Material supplied -
__________________________________________________
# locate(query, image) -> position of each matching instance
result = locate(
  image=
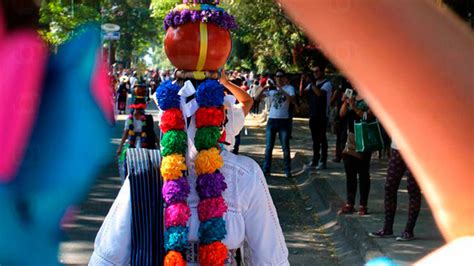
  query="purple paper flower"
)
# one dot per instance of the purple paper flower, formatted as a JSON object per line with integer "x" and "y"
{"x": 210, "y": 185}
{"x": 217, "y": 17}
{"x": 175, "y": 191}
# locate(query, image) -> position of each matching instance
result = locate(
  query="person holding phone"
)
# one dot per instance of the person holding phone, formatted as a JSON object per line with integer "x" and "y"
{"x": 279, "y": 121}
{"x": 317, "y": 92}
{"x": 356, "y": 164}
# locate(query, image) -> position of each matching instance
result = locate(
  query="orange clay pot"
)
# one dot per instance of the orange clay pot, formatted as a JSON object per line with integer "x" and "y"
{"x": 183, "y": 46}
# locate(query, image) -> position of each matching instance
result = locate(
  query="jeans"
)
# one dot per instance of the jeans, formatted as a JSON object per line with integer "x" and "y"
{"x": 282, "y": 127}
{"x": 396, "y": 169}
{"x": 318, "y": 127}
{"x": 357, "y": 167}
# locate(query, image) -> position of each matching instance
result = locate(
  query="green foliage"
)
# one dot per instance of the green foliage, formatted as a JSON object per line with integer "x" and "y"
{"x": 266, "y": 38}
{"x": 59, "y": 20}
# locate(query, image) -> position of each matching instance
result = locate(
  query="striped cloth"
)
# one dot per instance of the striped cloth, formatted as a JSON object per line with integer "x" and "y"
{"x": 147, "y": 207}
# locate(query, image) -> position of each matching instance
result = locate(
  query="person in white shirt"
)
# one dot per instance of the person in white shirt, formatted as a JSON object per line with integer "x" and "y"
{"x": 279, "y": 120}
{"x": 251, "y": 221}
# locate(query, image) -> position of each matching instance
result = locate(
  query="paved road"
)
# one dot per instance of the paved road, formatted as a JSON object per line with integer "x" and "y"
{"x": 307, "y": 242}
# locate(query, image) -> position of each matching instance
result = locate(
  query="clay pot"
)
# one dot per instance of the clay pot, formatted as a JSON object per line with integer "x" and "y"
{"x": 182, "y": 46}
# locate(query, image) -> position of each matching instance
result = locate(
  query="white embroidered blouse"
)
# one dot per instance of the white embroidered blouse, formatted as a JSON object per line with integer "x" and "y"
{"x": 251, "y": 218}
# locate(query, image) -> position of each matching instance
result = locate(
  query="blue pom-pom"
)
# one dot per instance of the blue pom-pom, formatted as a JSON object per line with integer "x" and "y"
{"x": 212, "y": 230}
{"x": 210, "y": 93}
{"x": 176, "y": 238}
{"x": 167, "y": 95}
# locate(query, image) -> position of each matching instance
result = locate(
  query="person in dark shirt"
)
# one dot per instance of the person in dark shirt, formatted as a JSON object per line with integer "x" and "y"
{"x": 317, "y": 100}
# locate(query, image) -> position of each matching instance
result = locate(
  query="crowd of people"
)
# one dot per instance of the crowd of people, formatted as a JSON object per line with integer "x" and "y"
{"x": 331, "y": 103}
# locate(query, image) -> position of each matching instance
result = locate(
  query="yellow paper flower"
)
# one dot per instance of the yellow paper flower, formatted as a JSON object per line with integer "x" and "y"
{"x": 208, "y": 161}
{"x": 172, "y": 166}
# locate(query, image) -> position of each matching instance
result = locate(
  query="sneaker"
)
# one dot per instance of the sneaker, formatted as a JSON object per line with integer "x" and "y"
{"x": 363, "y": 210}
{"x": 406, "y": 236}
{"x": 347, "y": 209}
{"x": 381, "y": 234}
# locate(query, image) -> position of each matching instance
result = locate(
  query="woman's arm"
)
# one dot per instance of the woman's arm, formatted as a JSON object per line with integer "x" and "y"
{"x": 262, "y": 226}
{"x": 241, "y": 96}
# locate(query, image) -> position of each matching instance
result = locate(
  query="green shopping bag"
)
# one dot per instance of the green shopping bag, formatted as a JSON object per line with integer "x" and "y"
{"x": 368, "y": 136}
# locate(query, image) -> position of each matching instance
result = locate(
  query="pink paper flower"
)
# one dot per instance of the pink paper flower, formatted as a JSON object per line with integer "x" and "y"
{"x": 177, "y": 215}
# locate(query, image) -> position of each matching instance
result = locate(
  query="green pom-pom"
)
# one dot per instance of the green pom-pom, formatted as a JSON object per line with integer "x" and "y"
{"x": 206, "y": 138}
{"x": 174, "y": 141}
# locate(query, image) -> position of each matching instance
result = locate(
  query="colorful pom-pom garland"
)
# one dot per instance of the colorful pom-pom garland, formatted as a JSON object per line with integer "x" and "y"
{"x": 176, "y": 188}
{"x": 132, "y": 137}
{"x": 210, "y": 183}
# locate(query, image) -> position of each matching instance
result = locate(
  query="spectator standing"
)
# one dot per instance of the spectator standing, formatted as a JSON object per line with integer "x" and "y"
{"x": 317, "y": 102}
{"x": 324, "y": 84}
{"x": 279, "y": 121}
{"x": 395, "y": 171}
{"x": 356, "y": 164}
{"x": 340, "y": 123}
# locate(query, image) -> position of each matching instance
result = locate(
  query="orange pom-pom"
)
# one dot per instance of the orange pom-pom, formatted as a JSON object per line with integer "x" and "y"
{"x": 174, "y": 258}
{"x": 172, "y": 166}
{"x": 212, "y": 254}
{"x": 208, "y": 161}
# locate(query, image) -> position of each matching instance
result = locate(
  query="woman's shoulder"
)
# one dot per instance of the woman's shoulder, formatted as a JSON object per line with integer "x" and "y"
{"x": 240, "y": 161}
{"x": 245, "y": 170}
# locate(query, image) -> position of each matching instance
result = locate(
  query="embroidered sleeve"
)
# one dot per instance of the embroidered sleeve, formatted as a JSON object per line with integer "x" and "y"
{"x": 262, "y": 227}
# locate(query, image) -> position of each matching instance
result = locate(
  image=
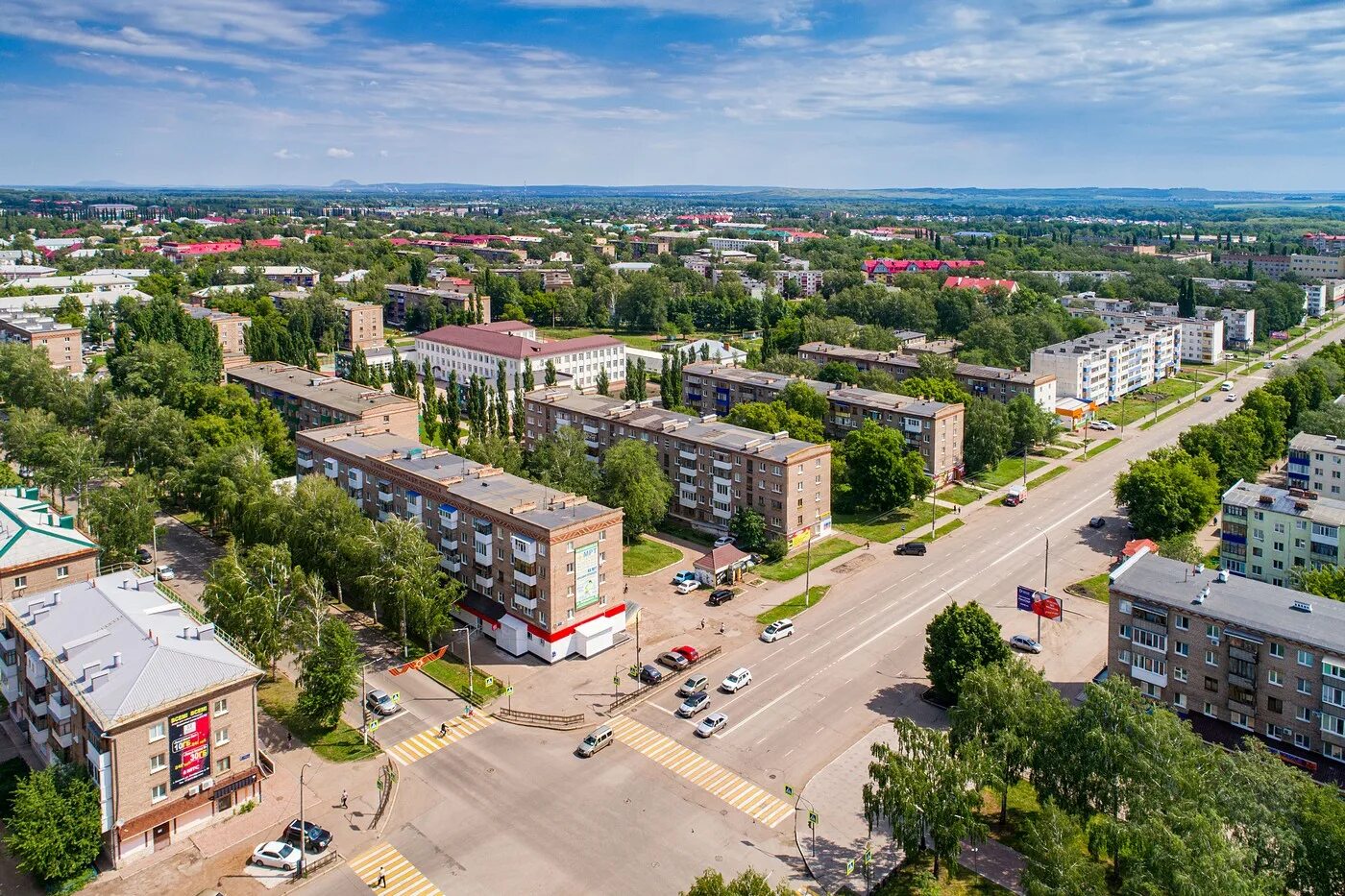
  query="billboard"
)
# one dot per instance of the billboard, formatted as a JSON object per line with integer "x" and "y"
__________________________________________________
Brief - Give the entries again word for word, but skip the pictures.

Final result -
# locate(query, image) -> position of each matching instance
result = locate(
  image=
  query="purple paper flower"
)
# one dot per instance of the purple paper flower, formatted as a JSON object per line with integer "x" and "y"
{"x": 210, "y": 185}
{"x": 217, "y": 17}
{"x": 175, "y": 191}
# locate(query, image) -> position of each matching instance
result = locate(
  query="person holding phone"
)
# one dot per instance of the person holding phone, formatted as a JSON object per line with integer "x" and "y"
{"x": 279, "y": 121}
{"x": 317, "y": 92}
{"x": 356, "y": 164}
# locate(query, image) -> position of each matching instance
result = locate(
  query="orange clay pot"
)
# one dot per instance of the orange clay pot, formatted as a JSON object per line with integer "x" and "y"
{"x": 183, "y": 46}
# locate(query, image) -> position of each matching instance
result = locate(
  query="jeans"
)
# one dot per instance of the jeans, formatted as a JSON object per line with integer "x" and "y"
{"x": 282, "y": 127}
{"x": 396, "y": 169}
{"x": 318, "y": 127}
{"x": 357, "y": 167}
# locate(query, image) -> position of each matching instance
result = locate(
  query="green foliage"
)
# one dot per instance of the green foliage, formatted as a JSON object per line with integer "x" and "y"
{"x": 266, "y": 38}
{"x": 59, "y": 20}
# locate(query, image) -> position of each matching instance
result = locate(
  query="striped cloth"
)
# one dot per instance of the striped cloth, formatted as a JSON object per line with integer "x" and "y"
{"x": 147, "y": 207}
# locate(query, image) -> position of each matching instance
result = locate(
  query="person in white shirt"
)
# one dot per instance of the person in white shirt, formatted as a JSON object per line with integer "x" and "y"
{"x": 279, "y": 120}
{"x": 251, "y": 221}
# locate(query, image) -> position of each matching instance
result = locate(
  query="paved road"
)
# one dot per instance of the paved road, formatted as a JSON object per line with integer "x" and "y"
{"x": 307, "y": 242}
# locate(query, image) -> position of each matching instance
result = locate(
  query="clay pot"
)
# one dot per instance of the clay pot, formatted as a JSON object per line with integer "x" and "y"
{"x": 182, "y": 46}
# locate(query, image) -> position of each matching instance
result = locate(
  query="white embroidered blouse"
)
# one dot per instance of the white embroidered blouse, formatted as a JSON object per line with integer "x" and "y"
{"x": 251, "y": 218}
# locate(query, image) -> position of each matching instance
result = locate(
  query="blue pom-pom"
)
# one dot per instance of the blue pom-pom, formatted as a JSON object per line with integer "x" and "y"
{"x": 212, "y": 230}
{"x": 210, "y": 93}
{"x": 176, "y": 238}
{"x": 167, "y": 95}
# locate(query, image) -> position of each matching instance
result = locate(
  query="person in dark shirt"
)
# one dot per instance of the person in dark shirt, formatted as a JSON object per line with integer "x" and "y"
{"x": 317, "y": 100}
# locate(query, image) -> position of each matching instance
result = locate(
  query="crowd of people"
)
# one dot per instance of the crowd of people, formatted as a JSON object per line with integer "x" and "y"
{"x": 331, "y": 103}
# locate(query, image) -> position of each matching instance
result = locate(
  query="yellow paper flower"
)
# one dot per instance of the yellow paper flower, formatted as a JSON object per line with integer "x" and "y"
{"x": 208, "y": 161}
{"x": 172, "y": 166}
# locate(query, image) -> position of each matching instance
result = locate(
  query="sneaker"
)
# one dot per instance of the sneaker, formatted as a JSON object per line with integer "x" and "y"
{"x": 363, "y": 210}
{"x": 406, "y": 236}
{"x": 347, "y": 209}
{"x": 381, "y": 234}
# locate(query, image) -> position of each matching instance
result = locate(
  query="woman's arm"
)
# one dot per instance of the woman's arm, formatted as a JSON object per line with integer "x" and "y"
{"x": 262, "y": 226}
{"x": 241, "y": 96}
# locate(query, image) -> position of each matching instance
result = locate(
  query="green shopping bag"
)
# one dot per instance of the green shopping bag, formatted as a JSON object per line with integer "x" and "y"
{"x": 368, "y": 136}
# locate(query, image) -> position of each matching instance
result = locate(
  query="pink paper flower"
)
# one dot per instance of the pink paper flower, formatted as a JSON object per line with integer "x" and "y"
{"x": 177, "y": 215}
# locate(query, image) -> position of each matching instance
result = locate(
  query="green pom-pom"
)
# one dot per instance of the green pom-pom, formatted as a JSON object per line with integer "x" and "y"
{"x": 206, "y": 138}
{"x": 174, "y": 141}
# locate(query, image) -> position of each matching instance
result = locate(
  query="colorful pom-pom garland"
)
# one dot per instance of the colorful pom-pom garland, formatted as a JSON object per line with integer "x" and "y"
{"x": 176, "y": 188}
{"x": 132, "y": 137}
{"x": 210, "y": 183}
# locate(query, image) -> position of each matching instance
result = locate(
  query="spectator standing"
)
# one dot per instance of the spectator standing, formatted as a JSON object per line with integer "x" and "y"
{"x": 317, "y": 102}
{"x": 324, "y": 84}
{"x": 279, "y": 121}
{"x": 395, "y": 171}
{"x": 356, "y": 164}
{"x": 340, "y": 123}
# locate(query, image) -> position of each matching instance
result = locate(
  query="orange pom-pom"
)
# one dot per instance of the orange pom-pom, formatted as a JSON object per line with integer "x" and "y"
{"x": 174, "y": 258}
{"x": 172, "y": 166}
{"x": 212, "y": 254}
{"x": 208, "y": 161}
# locate(query, image) -> position of each matching instance
result = locate(
  query="woman's shoulder"
)
# one dot per instance of the woman's shoulder, formatted as a JSON object per line with integer "x" and "y"
{"x": 240, "y": 161}
{"x": 245, "y": 170}
# locate(query, image) -> position of each matching instance
result = locate(
  query="embroidered sleeve"
)
# one dot per instance of the embroidered sleeve, formatted as a JSON object per line with integer "x" and "y"
{"x": 262, "y": 227}
# locate(query, image) -> position of each matching instance
result = locate(
  image=
  query="billboard"
)
# one dot per instance of the billboard, formatted as a JSON object per line with integer "x" and "y"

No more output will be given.